── Excerpted records
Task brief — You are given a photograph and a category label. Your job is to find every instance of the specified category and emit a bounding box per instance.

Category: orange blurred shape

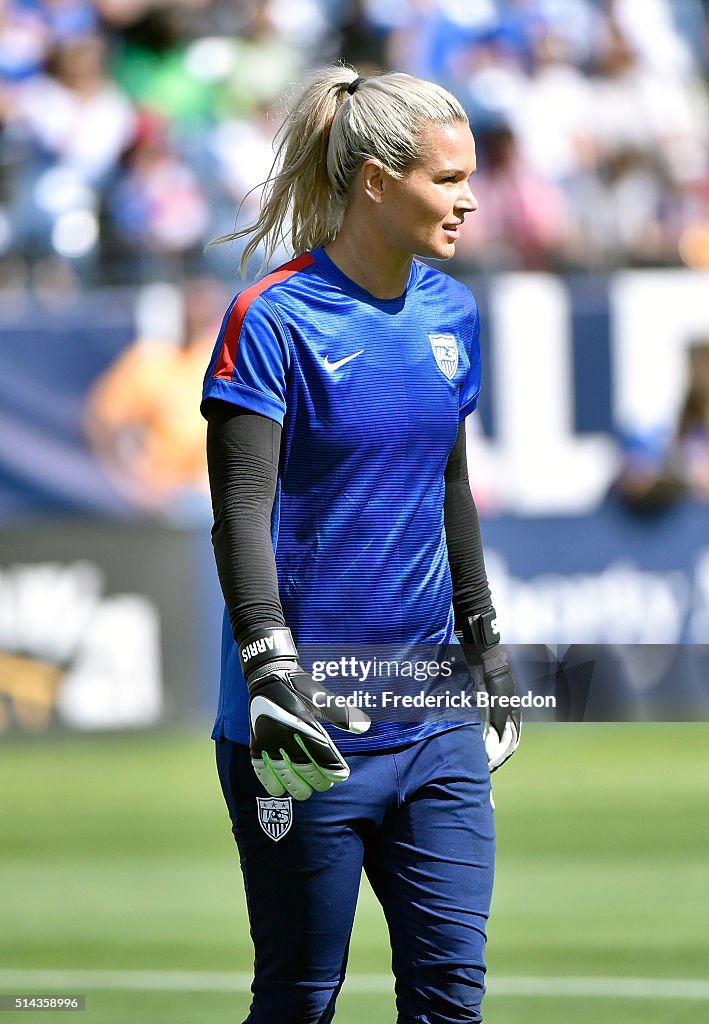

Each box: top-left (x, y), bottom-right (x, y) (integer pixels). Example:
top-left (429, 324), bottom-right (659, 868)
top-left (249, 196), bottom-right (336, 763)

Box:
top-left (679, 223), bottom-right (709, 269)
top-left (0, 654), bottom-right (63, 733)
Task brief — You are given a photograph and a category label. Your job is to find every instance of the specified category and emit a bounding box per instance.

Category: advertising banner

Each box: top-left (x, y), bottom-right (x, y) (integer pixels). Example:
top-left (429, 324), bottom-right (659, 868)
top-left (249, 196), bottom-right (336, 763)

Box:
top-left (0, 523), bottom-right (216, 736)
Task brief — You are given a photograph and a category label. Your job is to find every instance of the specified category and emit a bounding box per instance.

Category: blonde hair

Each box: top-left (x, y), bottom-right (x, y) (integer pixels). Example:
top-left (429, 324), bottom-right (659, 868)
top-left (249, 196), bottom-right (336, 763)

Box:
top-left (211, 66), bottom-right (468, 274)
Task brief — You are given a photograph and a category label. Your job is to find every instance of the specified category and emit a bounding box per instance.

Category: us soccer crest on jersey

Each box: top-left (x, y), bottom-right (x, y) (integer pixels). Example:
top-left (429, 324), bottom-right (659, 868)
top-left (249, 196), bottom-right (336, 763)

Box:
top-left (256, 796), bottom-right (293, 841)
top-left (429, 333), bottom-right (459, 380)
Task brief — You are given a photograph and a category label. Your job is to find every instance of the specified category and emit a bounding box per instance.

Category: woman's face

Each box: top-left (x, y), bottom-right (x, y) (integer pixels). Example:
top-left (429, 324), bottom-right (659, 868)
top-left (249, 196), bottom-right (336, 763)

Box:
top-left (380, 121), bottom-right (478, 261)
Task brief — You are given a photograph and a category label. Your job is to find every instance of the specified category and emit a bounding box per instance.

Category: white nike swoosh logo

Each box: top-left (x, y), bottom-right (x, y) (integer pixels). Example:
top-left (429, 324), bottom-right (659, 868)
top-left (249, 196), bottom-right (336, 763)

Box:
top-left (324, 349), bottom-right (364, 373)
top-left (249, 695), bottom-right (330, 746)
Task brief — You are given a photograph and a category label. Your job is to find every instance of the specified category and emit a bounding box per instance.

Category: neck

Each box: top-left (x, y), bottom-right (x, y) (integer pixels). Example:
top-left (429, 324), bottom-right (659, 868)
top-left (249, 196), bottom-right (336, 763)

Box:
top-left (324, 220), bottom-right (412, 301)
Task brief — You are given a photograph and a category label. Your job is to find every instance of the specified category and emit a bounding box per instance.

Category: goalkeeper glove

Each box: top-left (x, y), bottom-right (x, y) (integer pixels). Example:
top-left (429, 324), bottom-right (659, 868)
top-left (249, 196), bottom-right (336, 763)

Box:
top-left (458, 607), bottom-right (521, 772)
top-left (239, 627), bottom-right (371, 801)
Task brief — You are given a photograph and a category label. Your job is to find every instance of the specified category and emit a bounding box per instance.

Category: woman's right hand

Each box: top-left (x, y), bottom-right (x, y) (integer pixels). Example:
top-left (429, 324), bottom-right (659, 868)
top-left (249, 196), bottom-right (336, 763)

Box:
────
Directions for this task - Put down exactly the lines of the data above that run from its first line through the line bearing "Category: advertising banner", and no pictures.

Written response -
Task brief — You are given a photograph and a category label. Your job is to find every instance of the specified category and emit a bounding box per instance.

Category: orange blurred shape


Each box: top-left (x, y), bottom-right (x, y) (integer pixels). Example:
top-left (429, 324), bottom-right (659, 868)
top-left (249, 196), bottom-right (336, 763)

Box:
top-left (679, 223), bottom-right (709, 269)
top-left (0, 654), bottom-right (63, 733)
Task brief — You are given a photograph and a category label. Your job is to find every instance of the specified category and emit a bounding box per instance.

Category: advertising banner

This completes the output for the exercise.